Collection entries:

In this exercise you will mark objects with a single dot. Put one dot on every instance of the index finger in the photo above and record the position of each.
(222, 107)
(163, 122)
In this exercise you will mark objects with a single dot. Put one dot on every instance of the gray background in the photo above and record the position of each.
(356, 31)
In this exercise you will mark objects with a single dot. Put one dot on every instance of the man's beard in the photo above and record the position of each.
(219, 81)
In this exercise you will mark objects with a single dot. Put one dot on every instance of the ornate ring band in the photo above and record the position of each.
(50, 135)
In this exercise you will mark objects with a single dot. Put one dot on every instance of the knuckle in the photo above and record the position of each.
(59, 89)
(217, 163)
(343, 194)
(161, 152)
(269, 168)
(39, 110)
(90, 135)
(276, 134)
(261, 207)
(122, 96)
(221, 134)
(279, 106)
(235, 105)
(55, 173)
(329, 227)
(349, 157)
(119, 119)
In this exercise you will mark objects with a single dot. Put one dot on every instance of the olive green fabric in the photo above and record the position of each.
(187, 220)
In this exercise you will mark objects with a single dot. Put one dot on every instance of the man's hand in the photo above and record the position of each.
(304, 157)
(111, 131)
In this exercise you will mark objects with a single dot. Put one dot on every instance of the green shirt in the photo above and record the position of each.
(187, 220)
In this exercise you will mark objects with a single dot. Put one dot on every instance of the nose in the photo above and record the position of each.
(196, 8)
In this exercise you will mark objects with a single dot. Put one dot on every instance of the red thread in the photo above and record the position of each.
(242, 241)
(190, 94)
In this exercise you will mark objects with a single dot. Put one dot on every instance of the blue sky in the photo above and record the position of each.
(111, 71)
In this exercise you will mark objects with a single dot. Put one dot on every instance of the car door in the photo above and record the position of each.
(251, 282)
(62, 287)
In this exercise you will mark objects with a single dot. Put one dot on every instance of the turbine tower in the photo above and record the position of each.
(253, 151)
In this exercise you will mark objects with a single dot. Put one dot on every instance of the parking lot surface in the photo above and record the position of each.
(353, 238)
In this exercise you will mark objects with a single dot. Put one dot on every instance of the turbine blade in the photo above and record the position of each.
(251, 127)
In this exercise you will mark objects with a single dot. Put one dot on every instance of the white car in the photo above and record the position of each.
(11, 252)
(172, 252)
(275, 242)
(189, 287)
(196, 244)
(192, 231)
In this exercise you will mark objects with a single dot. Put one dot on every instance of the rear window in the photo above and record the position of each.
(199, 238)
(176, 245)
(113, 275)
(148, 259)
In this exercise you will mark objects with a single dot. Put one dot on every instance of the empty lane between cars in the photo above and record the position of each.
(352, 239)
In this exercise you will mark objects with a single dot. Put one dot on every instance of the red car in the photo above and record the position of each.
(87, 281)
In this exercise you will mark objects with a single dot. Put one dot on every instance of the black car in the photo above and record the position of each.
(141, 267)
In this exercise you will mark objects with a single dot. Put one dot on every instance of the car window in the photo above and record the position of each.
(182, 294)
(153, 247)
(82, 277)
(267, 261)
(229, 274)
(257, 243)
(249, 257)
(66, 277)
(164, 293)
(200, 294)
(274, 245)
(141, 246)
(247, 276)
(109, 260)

• **REQUIREMENTS**
Output each line of the collection entries above as a JSON list of strings, one string per line, with blank lines left out.

• **ANSWER FOR THIS EXERCISE**
[
  "In this exercise you will mark objects with a single dot. Put one dot on every instance of the index finger in the photo above and record the position of each.",
  "(222, 107)",
  "(163, 122)",
  "In this exercise you will mark objects with a single dot. Put one dot on every instance of the gray background in the photo above and record the position of each.",
  "(356, 31)",
  "In this exercise you will mark objects with a single dot. Put one dot on every instance of the man's beard in the photo above and record the position of each.",
  "(219, 81)",
  "In this exercise you will mark objects with a single dot. Put one dot on every instance of the ornate ring band in the photo above and record the position of each.",
  "(50, 135)",
  "In this exercise you will mark objects with a single dot. Put one dot on every instance of the knuckle in the photo above and record the position of each.",
  "(59, 89)",
  "(217, 163)",
  "(343, 194)",
  "(161, 152)",
  "(269, 168)",
  "(39, 110)",
  "(90, 135)",
  "(276, 134)",
  "(261, 207)",
  "(122, 96)",
  "(221, 134)",
  "(279, 106)",
  "(235, 105)",
  "(55, 173)",
  "(329, 227)",
  "(349, 157)",
  "(119, 119)",
  "In this exercise you will mark objects with a single dot. Put one dot on every instance of the olive green fabric in the photo above and record the position of each.",
  "(187, 220)",
  "In this exercise you will mark objects with a single dot. Put one dot on every instance of the man's hand in the photo above and record the position of each.",
  "(304, 157)",
  "(111, 131)",
  "In this exercise you will mark objects with a single dot. Put one dot on every instance of the green shirt in the photo above and record the position of each.",
  "(187, 220)",
  "In this exercise you will mark objects with a single dot. Put one dot on every instance of the nose in the photo above and record the position of each.",
  "(196, 8)",
  "In this exercise you will mark objects with a single dot. Put one dot on every instance of the red thread in the photo above and record the position of each.",
  "(242, 241)",
  "(190, 94)",
  "In this exercise you will mark objects with a single dot. Put one dot on every instance of the blue sky in the photo above and record the position of each.",
  "(111, 71)",
  "In this exercise you will mark objects with a single dot. Put one dot on every instance of the car door in the photo above and record the position of each.",
  "(251, 282)",
  "(62, 287)",
  "In this exercise you will mark objects with a single dot. Put one dot on every instance of the turbine tower in the photo above and record the position of each.",
  "(253, 151)",
  "In this exercise you will mark objects with a single dot. Put one dot on every instance of the parking lot surface in the photo above and record the position of each.",
  "(353, 238)",
  "In this exercise you will mark objects with a single dot. Put one dot on every instance of the turbine blade in the photo above and record the position of each.",
  "(251, 127)",
  "In this exercise you will mark objects with a single dot. Put one dot on every instance of the white car in the photo above and record the position of each.",
  "(11, 252)",
  "(172, 252)",
  "(275, 242)",
  "(189, 287)",
  "(196, 244)",
  "(192, 231)",
  "In this exercise you will mark objects with a single dot. Put one dot on every instance of the rear window in the photo above and record the position of each.",
  "(199, 238)",
  "(176, 245)",
  "(113, 275)",
  "(148, 259)",
  "In this exercise you will mark objects with a single dot. Put one dot on every instance of the empty lane between cars in the photo above and record the position of each.",
  "(352, 239)",
  "In this exercise you will mark objects with a single dot. Put one dot on every instance of the red car in the photo above and record the position of each.",
  "(87, 281)",
  "In this exercise you will mark objects with a single dot. Put one dot on every instance of the black car in the photo above and record the position of each.",
  "(141, 267)",
  "In this exercise you will mark objects with a single dot. Put one dot on every instance of the car window in the photo above and record the position of each.",
  "(182, 294)",
  "(153, 247)",
  "(82, 277)",
  "(267, 261)",
  "(229, 274)",
  "(257, 243)",
  "(249, 257)",
  "(66, 277)",
  "(164, 293)",
  "(200, 294)",
  "(274, 245)",
  "(141, 246)",
  "(247, 276)",
  "(109, 260)"
]